> DOCUMENT TEXT:
Keep the scum out, want into the country come in the LEGAL WAY!!!!!!

Just my whole point of view on the whole subject.


----------



## hembrasalvaje (May 26, 2018)

i am only new here Patrioteer but so far it seems a good site. i am an aussie who from childhoood has held more american style values.... old school american values more of the line of the anti federalists who wanted the federal govt controlled to the point where it was almost impossible for them to do much more than scratch their ass. yes i still live in australia and while i support legal immigration i am dead against illegals and the troubles they tend to bring with them. i judge each according to their merits and while i give a passing amount of respect to all i meet it does take a while to fully earn my trust and respect. i dont care about colour, religion or any other difference as long as you are willing to work hard and respect the laws of the country you live in.


----------



## Slippy (Nov 14, 2013)

Welcome Mate!



hembrasalvaje said:


> i am only new here Patrioteer but so far it seems a good site. i am an aussie who from childhoood has held more american style values.... old school american values more of the line of the anti federalists who wanted the federal govt controlled to the point where it was almost impossible for them to do much more than scratch their ass. yes i still live in australia and while i support legal immigration i am dead against illegals and the troubles they tend to bring with them. i judge each according to their merits and while i give a passing amount of respect to all i meet it does take a while to fully earn my trust and respect. i dont care about colour, religion or any other difference as long as you are willing to work hard and respect the laws of the country you live in.


----------



## Coastie dad (Jan 2, 2016)

Yep..All these Mexicans and Guatemalans here have a few things in common:
They WANT to be Americans. 
They WANT to be accepted.
They WANT to be part of the community.

They DONT ACCEPT gangs.
They DONT ACCEPT anti-American talk.
(And they hate El Salvadorans...)

And I would trust them to stand with me more so than some of the forum members here. 
But here again, I'm in a small rural area that is agricultural and they are from similar backgrounds. Where you see most of the problems is the urban areas. Those people, no matter what skin color, are becoming more and more anti-American as proven by the last election and following year.
Now I understand people being prejudiced. I told you I am. And I'm sure not advocating a drum circle and holding hands, but we are being divided in this country intentionally by the media and our government. I believe we need to find our allies, no matter what color, and try to understand them and their goals. I don't "embrace" the Mexican culture, but I can accept it and function within it. But I know a large group of Mexicans, one mean ass African nurse, and a couple Vietnamese that are a hell of a lot more American than these liberal rooster lickers that get all the media coverage. 
I'm of the opinion that if the big one comes, I'm not gonna be less concerned about skin color or maybe even primary language than I am about if you be beside me, or facing me.


----------



## Camel923 (Aug 13, 2014)

Another view


----------



## rice paddy daddy (Jul 17, 2012)

hembrasalvaje said:


> i am only new here Patrioteer but so far it seems a good site. i am an aussie who from childhoood has held more american style values.... old school american values more of the line of the anti federalists who wanted the federal govt controlled to the point where it was almost impossible for them to do much more than scratch their ass. yes i still live in australia and while i support legal immigration i am dead against illegals and the troubles they tend to bring with them. i judge each according to their merits and while i give a passing amount of respect to all i meet it does take a while to fully earn my trust and respect. i dont care about colour, religion or any other difference as long as you are willing to work hard and respect the laws of the country you live in.

> GOAL A:
In the rows, swap "wheel" for "tire" from the line containing "Where can the landing" through the end of the rows. Return only that part, changing nothing else.
The forum thread and the rows have nothing to do with each other.

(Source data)
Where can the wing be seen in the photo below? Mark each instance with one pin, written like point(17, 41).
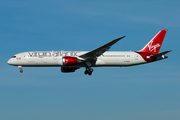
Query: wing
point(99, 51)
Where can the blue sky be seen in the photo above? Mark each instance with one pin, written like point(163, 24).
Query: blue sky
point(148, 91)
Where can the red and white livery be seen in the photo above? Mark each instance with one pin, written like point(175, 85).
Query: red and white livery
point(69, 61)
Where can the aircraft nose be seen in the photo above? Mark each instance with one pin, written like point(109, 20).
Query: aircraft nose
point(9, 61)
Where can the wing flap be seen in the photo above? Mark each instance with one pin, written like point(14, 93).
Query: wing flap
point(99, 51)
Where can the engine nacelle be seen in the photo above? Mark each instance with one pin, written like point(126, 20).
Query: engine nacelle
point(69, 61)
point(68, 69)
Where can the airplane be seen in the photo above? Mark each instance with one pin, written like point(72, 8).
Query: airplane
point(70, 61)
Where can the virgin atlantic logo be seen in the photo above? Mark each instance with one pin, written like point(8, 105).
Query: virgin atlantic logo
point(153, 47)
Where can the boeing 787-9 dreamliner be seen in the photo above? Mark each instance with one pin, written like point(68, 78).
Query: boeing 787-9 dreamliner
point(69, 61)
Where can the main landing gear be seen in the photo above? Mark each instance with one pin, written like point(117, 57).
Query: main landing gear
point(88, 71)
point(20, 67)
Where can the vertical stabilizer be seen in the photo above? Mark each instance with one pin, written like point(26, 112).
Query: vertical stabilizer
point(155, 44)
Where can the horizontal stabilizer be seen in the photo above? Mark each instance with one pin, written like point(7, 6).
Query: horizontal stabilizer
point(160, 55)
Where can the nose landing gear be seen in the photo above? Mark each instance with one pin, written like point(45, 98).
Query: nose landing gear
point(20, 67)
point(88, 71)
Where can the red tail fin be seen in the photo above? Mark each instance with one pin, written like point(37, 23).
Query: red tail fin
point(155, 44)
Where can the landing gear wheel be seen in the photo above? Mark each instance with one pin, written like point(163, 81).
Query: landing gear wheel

> GOAL B:
In the forum thread on immigration, which country does hembrasalvaje say they still live in?

> CORRECT RESPONSE A:
Where can the landing gear tire be seen in the photo above? Mark each instance with one pin, written like point(163, 81).
Query: landing gear tire

> CORRECT RESPONSE B:
Australia.